==== RECORDS SHOWN
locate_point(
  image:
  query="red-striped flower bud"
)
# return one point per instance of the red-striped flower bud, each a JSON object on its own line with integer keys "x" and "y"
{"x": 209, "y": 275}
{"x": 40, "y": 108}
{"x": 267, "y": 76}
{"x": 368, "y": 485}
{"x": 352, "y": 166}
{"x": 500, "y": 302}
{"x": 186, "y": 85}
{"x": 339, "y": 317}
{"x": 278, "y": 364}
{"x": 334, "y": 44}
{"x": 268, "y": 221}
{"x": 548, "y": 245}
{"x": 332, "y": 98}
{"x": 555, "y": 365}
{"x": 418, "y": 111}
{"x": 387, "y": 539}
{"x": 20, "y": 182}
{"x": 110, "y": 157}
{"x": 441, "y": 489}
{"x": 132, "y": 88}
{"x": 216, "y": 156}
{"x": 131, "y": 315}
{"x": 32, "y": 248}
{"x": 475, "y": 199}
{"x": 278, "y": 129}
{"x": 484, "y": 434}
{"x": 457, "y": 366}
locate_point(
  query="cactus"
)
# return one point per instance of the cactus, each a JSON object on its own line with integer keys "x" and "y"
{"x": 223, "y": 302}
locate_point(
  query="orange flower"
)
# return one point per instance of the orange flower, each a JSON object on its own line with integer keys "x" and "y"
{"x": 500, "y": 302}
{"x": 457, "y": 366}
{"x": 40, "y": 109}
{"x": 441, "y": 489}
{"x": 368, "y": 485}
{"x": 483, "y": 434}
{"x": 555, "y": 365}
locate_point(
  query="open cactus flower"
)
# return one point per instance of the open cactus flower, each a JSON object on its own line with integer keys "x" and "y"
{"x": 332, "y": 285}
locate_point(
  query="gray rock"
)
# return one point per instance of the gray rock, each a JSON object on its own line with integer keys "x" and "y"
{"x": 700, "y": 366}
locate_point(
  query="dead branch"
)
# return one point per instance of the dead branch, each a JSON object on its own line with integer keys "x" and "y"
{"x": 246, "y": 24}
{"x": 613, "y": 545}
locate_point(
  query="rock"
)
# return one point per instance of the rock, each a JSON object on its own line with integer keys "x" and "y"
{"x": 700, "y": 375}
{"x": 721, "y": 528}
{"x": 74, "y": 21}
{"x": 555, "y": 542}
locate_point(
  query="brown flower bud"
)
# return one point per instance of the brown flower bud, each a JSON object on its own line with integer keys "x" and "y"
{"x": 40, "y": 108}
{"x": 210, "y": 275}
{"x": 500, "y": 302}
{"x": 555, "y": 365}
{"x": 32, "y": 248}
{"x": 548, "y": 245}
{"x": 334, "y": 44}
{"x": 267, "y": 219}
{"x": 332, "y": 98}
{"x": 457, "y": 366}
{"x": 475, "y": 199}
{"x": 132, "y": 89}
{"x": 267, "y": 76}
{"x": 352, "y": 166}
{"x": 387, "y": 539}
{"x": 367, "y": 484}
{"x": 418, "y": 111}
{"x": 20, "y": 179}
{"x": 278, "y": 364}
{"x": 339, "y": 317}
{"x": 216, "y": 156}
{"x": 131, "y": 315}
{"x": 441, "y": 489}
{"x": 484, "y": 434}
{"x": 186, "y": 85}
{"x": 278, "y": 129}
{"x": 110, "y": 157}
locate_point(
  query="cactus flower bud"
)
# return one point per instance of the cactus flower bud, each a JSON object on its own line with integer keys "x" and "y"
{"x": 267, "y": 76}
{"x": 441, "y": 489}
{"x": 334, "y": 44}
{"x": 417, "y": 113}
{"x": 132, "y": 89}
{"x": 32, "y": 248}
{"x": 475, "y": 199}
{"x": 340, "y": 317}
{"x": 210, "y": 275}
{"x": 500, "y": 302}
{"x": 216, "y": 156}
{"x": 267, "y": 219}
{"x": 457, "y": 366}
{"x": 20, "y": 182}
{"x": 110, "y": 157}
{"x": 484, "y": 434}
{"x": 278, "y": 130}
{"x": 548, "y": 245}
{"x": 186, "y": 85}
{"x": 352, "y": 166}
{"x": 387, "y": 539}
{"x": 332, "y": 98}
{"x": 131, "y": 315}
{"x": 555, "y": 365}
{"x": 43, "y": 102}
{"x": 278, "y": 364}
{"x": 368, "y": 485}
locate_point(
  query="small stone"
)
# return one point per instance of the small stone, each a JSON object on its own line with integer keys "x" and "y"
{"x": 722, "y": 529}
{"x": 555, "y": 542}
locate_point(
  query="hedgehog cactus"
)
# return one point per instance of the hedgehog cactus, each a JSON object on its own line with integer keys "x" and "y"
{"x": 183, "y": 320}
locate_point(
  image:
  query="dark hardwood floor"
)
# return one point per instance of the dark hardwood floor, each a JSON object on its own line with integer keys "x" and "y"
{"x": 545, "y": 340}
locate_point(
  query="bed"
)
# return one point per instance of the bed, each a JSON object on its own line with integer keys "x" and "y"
========
==== RECORDS SHOWN
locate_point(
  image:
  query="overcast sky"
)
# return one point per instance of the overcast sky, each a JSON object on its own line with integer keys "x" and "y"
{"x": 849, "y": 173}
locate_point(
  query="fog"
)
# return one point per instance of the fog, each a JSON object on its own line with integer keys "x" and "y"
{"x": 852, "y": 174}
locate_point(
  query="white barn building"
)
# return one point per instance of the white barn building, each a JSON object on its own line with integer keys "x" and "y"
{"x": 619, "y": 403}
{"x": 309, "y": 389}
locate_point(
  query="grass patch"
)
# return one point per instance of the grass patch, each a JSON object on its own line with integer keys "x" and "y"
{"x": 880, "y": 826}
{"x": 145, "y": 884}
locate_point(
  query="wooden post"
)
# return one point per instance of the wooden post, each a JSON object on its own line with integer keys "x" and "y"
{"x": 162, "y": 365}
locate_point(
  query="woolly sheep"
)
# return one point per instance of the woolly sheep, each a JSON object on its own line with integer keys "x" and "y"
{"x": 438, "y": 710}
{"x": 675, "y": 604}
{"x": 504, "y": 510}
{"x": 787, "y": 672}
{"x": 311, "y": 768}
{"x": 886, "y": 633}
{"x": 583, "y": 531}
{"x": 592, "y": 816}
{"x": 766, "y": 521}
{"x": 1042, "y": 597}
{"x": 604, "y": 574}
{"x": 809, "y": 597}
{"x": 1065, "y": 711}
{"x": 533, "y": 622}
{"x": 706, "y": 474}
========
ACTIVITY: Reproduce only the lines above, starting at the line with "# return one point per instance of the cactus flower" and ending at the line with "# return one point per instance of the bed, each", exactly as written.

EXERCISE SOLUTION:
# return one point per instance of the cactus flower bud, each a JSON object on its own line with integer keys "x" and "y"
{"x": 267, "y": 76}
{"x": 441, "y": 489}
{"x": 334, "y": 44}
{"x": 417, "y": 113}
{"x": 132, "y": 89}
{"x": 32, "y": 248}
{"x": 475, "y": 199}
{"x": 340, "y": 317}
{"x": 210, "y": 275}
{"x": 500, "y": 302}
{"x": 216, "y": 156}
{"x": 267, "y": 219}
{"x": 457, "y": 366}
{"x": 20, "y": 182}
{"x": 110, "y": 157}
{"x": 484, "y": 434}
{"x": 278, "y": 130}
{"x": 548, "y": 245}
{"x": 186, "y": 85}
{"x": 352, "y": 166}
{"x": 387, "y": 539}
{"x": 332, "y": 98}
{"x": 131, "y": 315}
{"x": 555, "y": 365}
{"x": 43, "y": 102}
{"x": 278, "y": 364}
{"x": 368, "y": 485}
locate_point(
  query="small stone"
)
# return one point per instance of the small stone, each a JSON object on its own line with integer keys "x" and "y"
{"x": 722, "y": 529}
{"x": 555, "y": 542}
locate_point(
  query="hedgehog cactus"
)
# return one point per instance of the hedgehog cactus, each a JSON object on its own line with integer keys "x" and "y"
{"x": 183, "y": 320}
locate_point(
  image:
  query="dark hardwood floor"
)
# return one point per instance of the dark hardwood floor, each a JSON object on its own line with integer keys "x" and "y"
{"x": 545, "y": 340}
locate_point(
  query="bed"
)
# return one point per instance of the bed, each a JSON object on its own line with integer keys "x" and "y"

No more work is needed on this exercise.